**Supplied data**
##########
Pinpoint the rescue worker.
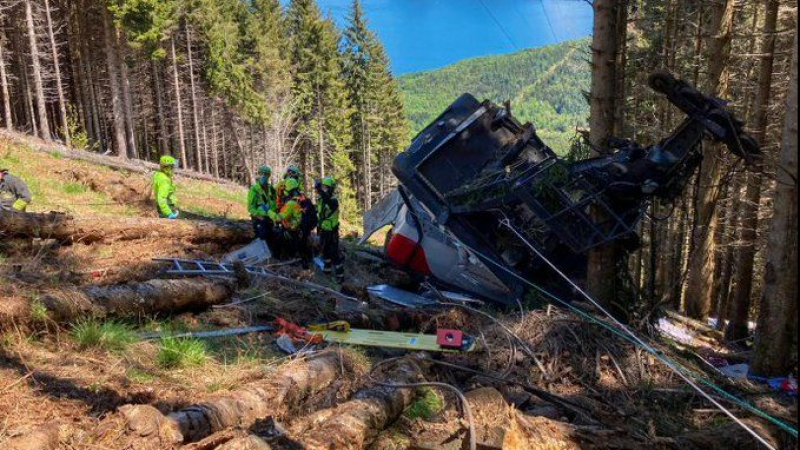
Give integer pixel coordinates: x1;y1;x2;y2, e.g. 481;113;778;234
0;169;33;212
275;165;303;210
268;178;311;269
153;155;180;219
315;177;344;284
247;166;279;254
##########
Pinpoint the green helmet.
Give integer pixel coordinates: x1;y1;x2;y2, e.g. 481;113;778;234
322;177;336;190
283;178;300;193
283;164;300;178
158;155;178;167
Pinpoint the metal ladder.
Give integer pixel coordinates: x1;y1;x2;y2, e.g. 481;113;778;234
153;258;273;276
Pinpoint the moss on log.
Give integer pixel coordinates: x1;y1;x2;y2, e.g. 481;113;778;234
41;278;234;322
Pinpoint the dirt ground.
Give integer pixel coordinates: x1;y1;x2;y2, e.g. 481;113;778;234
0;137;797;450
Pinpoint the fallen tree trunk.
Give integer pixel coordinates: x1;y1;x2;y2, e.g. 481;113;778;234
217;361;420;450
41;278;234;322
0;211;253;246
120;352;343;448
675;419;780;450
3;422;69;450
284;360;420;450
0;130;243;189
##########
**Task directions**
Format everything from the line containing "Pinpoint the rescue worker." down to the line containing "247;166;279;254" as a numbered list, skipping blank lines and leaving the pictures out.

**Exercise result**
1. Pinpoint the rescue worker.
2. Give integer pixel coordinates: x1;y1;x2;y2, e.g. 481;113;778;234
3. 0;169;33;212
4. 275;165;303;210
5. 268;178;311;269
6. 153;155;180;219
7. 315;177;344;284
8. 247;166;279;254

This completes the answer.